(Goal): Copy every row below word for word, with no changes.

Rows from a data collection
* begin *

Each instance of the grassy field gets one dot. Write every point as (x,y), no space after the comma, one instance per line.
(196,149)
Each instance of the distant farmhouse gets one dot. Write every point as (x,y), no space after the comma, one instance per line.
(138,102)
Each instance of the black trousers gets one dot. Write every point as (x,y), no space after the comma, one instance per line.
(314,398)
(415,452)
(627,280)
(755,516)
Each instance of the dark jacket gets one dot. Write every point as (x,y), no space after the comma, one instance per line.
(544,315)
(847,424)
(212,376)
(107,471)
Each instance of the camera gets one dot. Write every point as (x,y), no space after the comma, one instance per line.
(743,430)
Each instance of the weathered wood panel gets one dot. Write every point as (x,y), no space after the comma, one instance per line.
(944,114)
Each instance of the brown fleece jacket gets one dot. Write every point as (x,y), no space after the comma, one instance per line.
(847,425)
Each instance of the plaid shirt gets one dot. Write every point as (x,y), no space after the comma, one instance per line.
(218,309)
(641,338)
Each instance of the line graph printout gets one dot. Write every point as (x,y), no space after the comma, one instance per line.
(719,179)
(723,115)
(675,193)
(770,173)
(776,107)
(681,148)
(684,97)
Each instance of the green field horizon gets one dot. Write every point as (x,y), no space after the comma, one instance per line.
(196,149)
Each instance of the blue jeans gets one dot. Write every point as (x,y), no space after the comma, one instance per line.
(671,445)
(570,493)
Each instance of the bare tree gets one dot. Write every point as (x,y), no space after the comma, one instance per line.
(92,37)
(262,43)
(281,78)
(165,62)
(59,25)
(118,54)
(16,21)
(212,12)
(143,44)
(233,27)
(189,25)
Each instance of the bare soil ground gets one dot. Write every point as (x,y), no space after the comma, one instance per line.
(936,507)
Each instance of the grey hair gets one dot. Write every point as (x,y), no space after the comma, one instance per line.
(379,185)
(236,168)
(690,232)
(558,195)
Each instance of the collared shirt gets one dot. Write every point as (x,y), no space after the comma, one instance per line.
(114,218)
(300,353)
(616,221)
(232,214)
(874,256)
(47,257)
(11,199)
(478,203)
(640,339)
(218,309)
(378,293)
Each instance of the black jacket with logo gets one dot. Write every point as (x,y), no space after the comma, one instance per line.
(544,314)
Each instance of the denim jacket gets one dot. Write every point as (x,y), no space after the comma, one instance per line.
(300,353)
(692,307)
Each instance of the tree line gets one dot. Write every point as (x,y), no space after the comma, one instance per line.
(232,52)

* end *

(Result of this task):
Each instance of the grassy field gets one dot. Write every point as (x,y), no space after the comma, one instance per line.
(196,149)
Each instance of the distant farmhouse gets one dot. Write every point as (x,y), no space after the comma, one instance per line.
(138,102)
Each instance of the black trousers gets one dot. Write every point as (x,y), no space after the comma, one instance per line.
(314,398)
(415,452)
(627,280)
(755,516)
Each instance of the dark jacket gets one dot. Write every point as (x,y), no space after the comma, one instance per line.
(544,315)
(847,424)
(212,376)
(107,471)
Each instance of the camera gets one dot. Write every point as (x,y), no space after the comma, one instance per line.
(743,430)
Each instance of the weathered wood panel gets one dot. Write every point as (x,y), no space after the comma, one instance per line.
(944,114)
Each instance of the brown fleece jacket gets one dot. Write every point as (x,y), no space after the comma, one instance per line.
(847,425)
Each instance of the plaid shirt gets one dot. Write every point as (x,y), no space after the comma, one instance per line.
(218,309)
(641,338)
Each instance of the line graph printout gets one dot. Write every point as (x,y), no space after the comma, one instance per line.
(719,179)
(723,115)
(675,193)
(770,173)
(776,107)
(681,148)
(684,97)
Each instance of the green field horizon gets one dot. Write every point as (x,y), no space after the comma, one instance per line.
(196,149)
Each instance of the blue jeans gets one dot. Write every point as (x,y), no space after the comma, one instance per line.
(671,445)
(570,493)
Each instance of the bare tree gets one dot. Write every point as (x,y), no space after the comma, one instance per line.
(92,37)
(262,43)
(281,78)
(165,62)
(59,25)
(118,54)
(16,21)
(212,12)
(143,44)
(233,27)
(189,25)
Each instance of the bare soil ground gets one dot. Write every point as (x,y), no space after the comma, one instance per line.
(936,507)
Each instance of the grey hair gets one dot. Write every point as (x,y), no space after the comma, one instance per line.
(379,185)
(236,168)
(690,232)
(558,195)
Each instance of the collared shirt gets one dot. Write every point as (x,y), no space after the comma, one instance per line.
(114,218)
(300,353)
(616,221)
(232,214)
(874,256)
(47,257)
(11,199)
(478,203)
(640,339)
(218,309)
(378,293)
Each instance of the black jacket with logo gets one dot. Write every point as (x,y), no space after the comma, one instance per line.
(544,314)
Each instance of the denim jacket gets one dot. Write every point as (x,y), no space after the comma, one instance per line.
(300,353)
(692,307)
Each instance of the tree line gets one dot. Write every point as (x,y), no space after the comma, one instance per line.
(232,52)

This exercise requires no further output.